(Beginning of Passage for review)

MicroRNAs (miRNAs) are a vital mechanism controlling the production of mosquito eggs, and now a group of researchers from the University of California believes the molecules could be used to control the flying pests.

Mosquitoes are responsible for the spread of many dangerous diseases, including malaria, West Nile virus, and dengue fever. These tiny insects are the most dangerous animal in the world to human beings. Aedes aegypti mosquitoes, which spread yellow fever as well as dengue, were studied in the newest research.

Researchers hope that by studying the role of miRNAs, it may be possible to develop new methods to help control populations of the insects in areas where illness is rampant.

"To our knowledge, this is the first time a mosquito miRNA has been investigated in this specific manner. Our work provides insight into the importance of miRNAs in adult mosquito development and how these small regulatory molecules have potential to serve as novel control approach to regulate mosquito numbers," Alexander Raikhel from the University of California, Riverside said.

Female mosquitoes require blood to provide nutrients needed for reproduction. Researchers found that reducing levels of the small regulatory RNA molecule resulted in widespread birth defects and faults in laying eggs. Genetic analysis of the mosquitoes in the study revealed one variety of the organic molecule miR-8 targets a molecule called swim. When levels of this chemical rise too high, reproductive problems result in the insects, including a reduction in the number of eggs laid by females.

(End of Passage for review)
(Beginning of Supplied data)

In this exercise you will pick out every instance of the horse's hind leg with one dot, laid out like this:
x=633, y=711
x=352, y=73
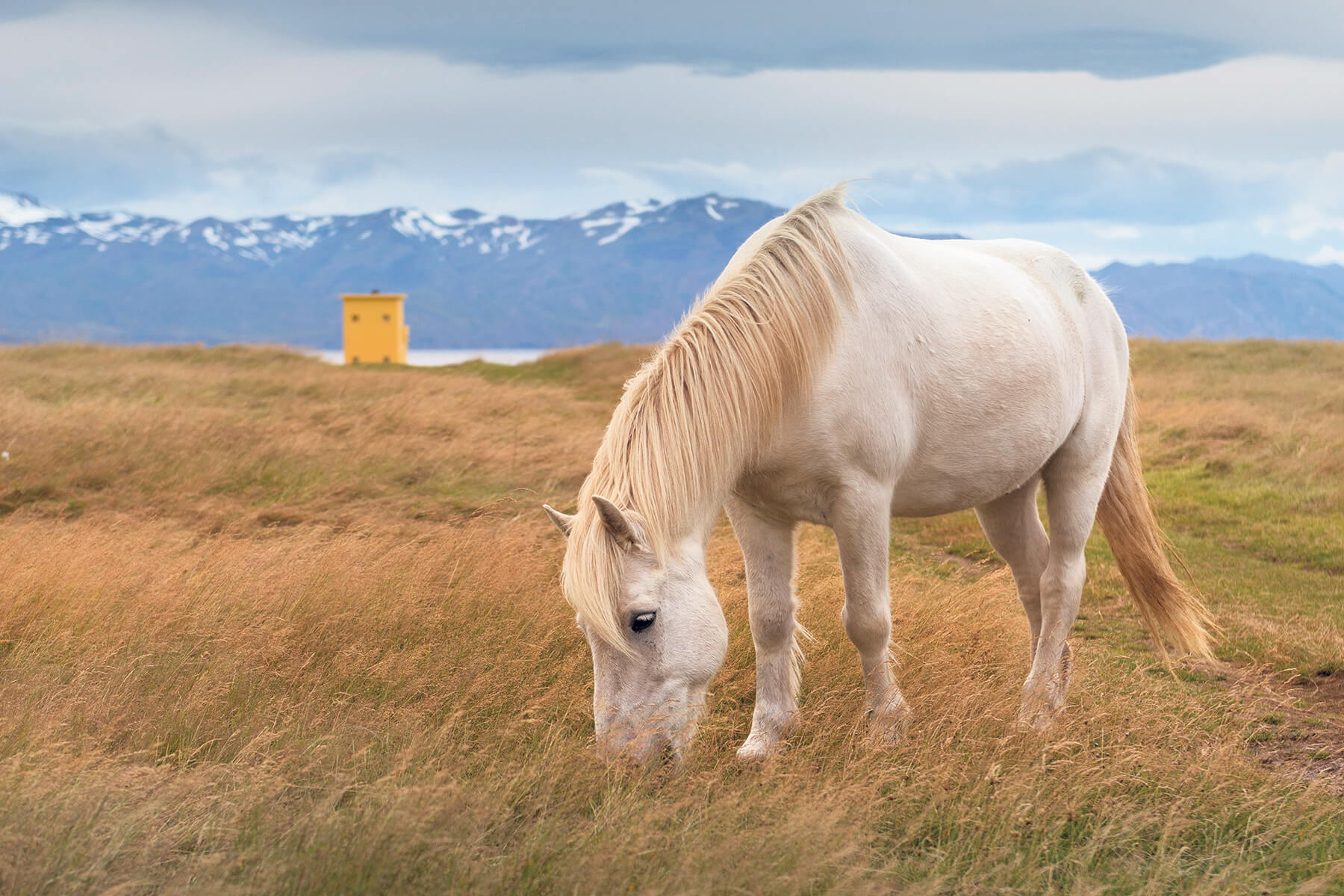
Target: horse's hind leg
x=768, y=551
x=1074, y=481
x=1012, y=526
x=862, y=523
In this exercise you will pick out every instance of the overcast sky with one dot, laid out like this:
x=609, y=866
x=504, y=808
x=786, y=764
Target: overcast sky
x=1135, y=131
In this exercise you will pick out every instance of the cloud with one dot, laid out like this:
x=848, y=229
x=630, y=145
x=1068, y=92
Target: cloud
x=1110, y=38
x=1327, y=255
x=1097, y=186
x=96, y=166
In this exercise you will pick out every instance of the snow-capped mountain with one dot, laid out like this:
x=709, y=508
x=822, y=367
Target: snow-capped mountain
x=624, y=272
x=621, y=272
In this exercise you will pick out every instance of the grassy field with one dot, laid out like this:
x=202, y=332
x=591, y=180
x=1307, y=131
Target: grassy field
x=275, y=626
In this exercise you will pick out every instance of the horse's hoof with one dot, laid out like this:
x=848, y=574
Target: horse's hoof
x=890, y=727
x=759, y=750
x=1038, y=719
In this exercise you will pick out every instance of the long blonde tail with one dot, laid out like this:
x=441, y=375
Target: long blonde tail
x=1127, y=519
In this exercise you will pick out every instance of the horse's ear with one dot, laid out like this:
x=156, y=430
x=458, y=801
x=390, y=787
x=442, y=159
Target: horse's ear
x=564, y=521
x=617, y=524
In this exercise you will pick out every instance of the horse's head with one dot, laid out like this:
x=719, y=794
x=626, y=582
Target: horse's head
x=655, y=628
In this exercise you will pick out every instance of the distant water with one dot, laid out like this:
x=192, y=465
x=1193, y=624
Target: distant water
x=441, y=356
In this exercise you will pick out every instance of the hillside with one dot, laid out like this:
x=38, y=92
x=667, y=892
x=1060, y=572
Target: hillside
x=625, y=272
x=269, y=625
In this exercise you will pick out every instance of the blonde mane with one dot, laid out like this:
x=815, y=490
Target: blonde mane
x=707, y=403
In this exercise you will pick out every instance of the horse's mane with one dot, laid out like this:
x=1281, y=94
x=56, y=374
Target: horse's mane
x=709, y=401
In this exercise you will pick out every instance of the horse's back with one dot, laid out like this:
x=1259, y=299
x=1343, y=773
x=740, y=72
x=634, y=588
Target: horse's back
x=961, y=368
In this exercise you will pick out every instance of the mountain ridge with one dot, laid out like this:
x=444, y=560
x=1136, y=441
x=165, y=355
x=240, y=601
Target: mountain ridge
x=623, y=272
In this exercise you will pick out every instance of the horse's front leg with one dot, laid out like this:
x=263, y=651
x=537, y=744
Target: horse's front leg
x=768, y=551
x=862, y=523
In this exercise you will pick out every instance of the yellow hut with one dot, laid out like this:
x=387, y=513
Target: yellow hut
x=376, y=328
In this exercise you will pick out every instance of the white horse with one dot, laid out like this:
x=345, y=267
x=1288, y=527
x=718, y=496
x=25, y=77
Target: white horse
x=841, y=375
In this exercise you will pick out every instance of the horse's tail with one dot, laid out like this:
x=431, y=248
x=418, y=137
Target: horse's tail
x=1140, y=548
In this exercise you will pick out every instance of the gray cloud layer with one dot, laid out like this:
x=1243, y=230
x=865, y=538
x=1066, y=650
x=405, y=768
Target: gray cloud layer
x=1109, y=38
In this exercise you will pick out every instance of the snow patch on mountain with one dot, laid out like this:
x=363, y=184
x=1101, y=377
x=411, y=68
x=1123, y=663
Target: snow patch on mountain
x=18, y=210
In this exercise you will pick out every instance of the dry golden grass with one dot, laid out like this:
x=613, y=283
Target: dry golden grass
x=275, y=626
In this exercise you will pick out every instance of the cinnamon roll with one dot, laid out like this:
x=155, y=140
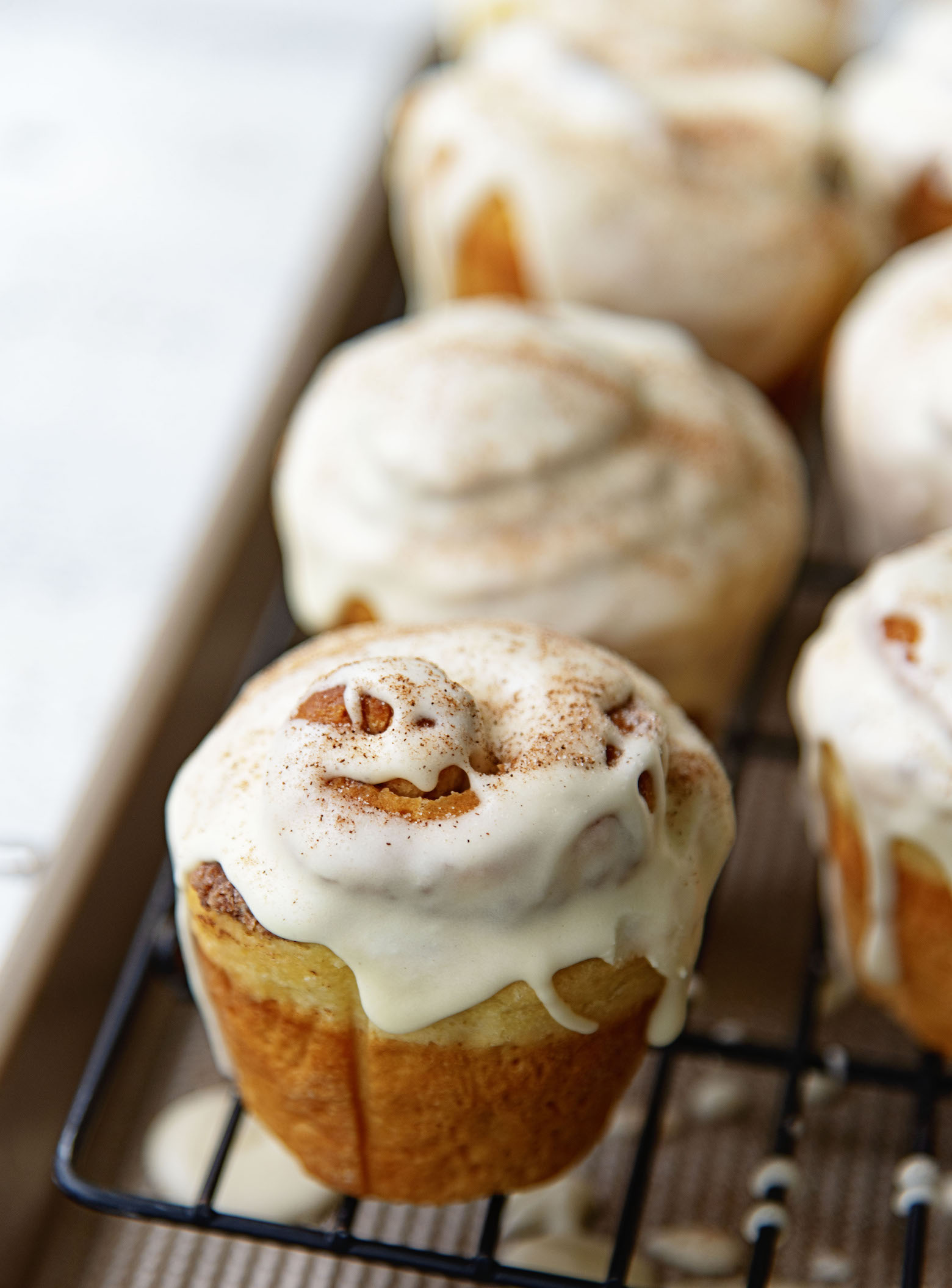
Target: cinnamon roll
x=435, y=888
x=873, y=703
x=816, y=34
x=646, y=170
x=892, y=115
x=889, y=402
x=589, y=472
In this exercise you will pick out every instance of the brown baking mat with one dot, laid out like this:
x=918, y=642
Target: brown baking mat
x=752, y=969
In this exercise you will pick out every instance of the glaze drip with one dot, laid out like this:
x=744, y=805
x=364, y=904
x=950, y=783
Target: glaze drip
x=553, y=856
x=875, y=686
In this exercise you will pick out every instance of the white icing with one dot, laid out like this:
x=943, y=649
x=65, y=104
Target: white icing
x=696, y=1250
x=553, y=464
x=829, y=1267
x=774, y=1171
x=436, y=916
x=889, y=401
x=647, y=170
x=817, y=34
x=885, y=709
x=584, y=1256
x=561, y=1209
x=261, y=1178
x=763, y=1216
x=719, y=1098
x=916, y=1170
x=914, y=1196
x=892, y=107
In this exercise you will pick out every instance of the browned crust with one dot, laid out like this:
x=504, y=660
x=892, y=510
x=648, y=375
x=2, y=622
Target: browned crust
x=487, y=261
x=923, y=1000
x=926, y=209
x=499, y=1098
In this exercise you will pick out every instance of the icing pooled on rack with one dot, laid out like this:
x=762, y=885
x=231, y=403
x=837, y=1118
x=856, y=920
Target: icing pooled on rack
x=643, y=169
x=889, y=401
x=875, y=684
x=456, y=809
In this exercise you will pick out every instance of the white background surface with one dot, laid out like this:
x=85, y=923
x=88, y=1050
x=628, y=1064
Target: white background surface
x=175, y=181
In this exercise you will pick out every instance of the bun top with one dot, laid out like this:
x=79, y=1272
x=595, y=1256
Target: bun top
x=875, y=684
x=591, y=472
x=816, y=34
x=638, y=168
x=455, y=809
x=892, y=112
x=889, y=401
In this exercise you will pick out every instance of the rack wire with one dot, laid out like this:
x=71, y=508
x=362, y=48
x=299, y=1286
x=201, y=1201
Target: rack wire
x=153, y=953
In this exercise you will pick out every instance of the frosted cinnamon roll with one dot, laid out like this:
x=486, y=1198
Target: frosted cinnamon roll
x=589, y=472
x=816, y=34
x=648, y=172
x=435, y=888
x=892, y=112
x=889, y=402
x=873, y=704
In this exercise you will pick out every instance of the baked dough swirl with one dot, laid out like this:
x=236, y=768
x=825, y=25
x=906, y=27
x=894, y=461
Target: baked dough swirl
x=889, y=402
x=642, y=169
x=873, y=704
x=435, y=885
x=553, y=464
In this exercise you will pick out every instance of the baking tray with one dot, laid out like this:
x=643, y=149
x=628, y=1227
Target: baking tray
x=763, y=1011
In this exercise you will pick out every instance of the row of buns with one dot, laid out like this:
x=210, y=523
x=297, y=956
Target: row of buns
x=442, y=871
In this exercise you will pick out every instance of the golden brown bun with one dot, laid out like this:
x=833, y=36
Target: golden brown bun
x=923, y=1000
x=497, y=1098
x=489, y=261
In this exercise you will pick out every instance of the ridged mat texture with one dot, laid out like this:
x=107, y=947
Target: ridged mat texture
x=752, y=973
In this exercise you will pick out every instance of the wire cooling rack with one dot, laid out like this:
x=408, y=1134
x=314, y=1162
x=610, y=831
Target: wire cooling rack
x=923, y=1084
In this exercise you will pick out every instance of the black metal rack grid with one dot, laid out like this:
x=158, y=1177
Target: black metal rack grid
x=153, y=953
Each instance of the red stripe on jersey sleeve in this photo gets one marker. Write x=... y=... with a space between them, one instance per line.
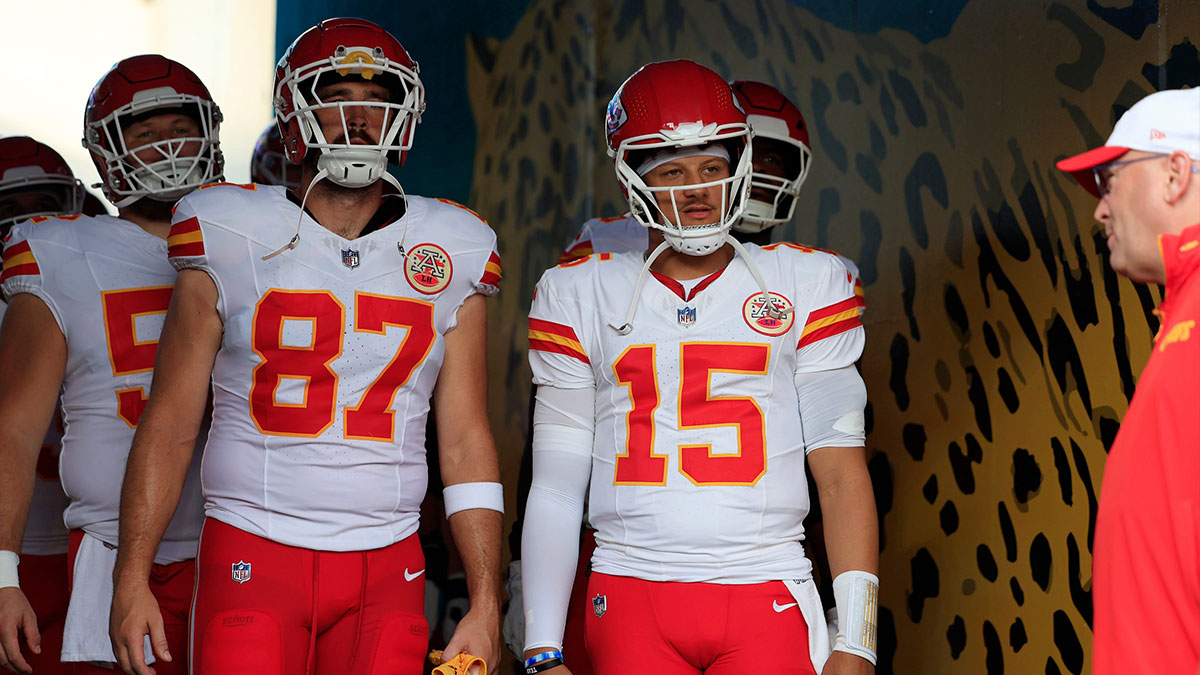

(End of Supplied data)

- Required tasks -
[a] Reproduce the mosquito microRNA passage word for word, everything from "Mosquitoes are responsible" down to "illness is rampant.".
[b] Carry on the passage about mosquito microRNAs, picking up after its final sentence.

- Responses per task -
[a]
Mosquitoes are responsible for the spread of many dangerous diseases, including malaria, West Nile virus, and dengue fever. These tiny insects are the most dangerous animal in the world to human beings. Aedes aegypti mosquitoes, which spread yellow fever as well as dengue, were studied in the newest research.

Researchers hope that by studying the role of miRNAs, it may be possible to develop new methods to help control populations of the insects in areas where illness is rampant.

[b]
No vaccines currently exist for the prevention of dengue, malaria, or West Nile virus. Each year, 100 million people are diagnosed with dengue, and almost 2.5 billion people around the globe are in danger of contracting the disease. Yellow fever is diagnosed in 200,00 people around the world, and 30,000 people die from the illness. Malaria is the greatest killer of the group, taking the lives of around one million victims annually. In the United States, West Nile virus has spread around the nation, as well as the rest of North America, in just a single decade.

Raikhel and his team believe their finding could help researchers develop birth control for the potentially hazardous insects.

"We were looking to find a way to disrupt the host-seeking behavior of mosquitoes by interrupting their egg development. With egg development halted, the population of mosquitoes would eventually collapse," Raikhel said.

Discovery of the role of microRNA-8 in the development of mosquito egg production was profiled in the Proceedings of the National Academy of Sciences (Pnas).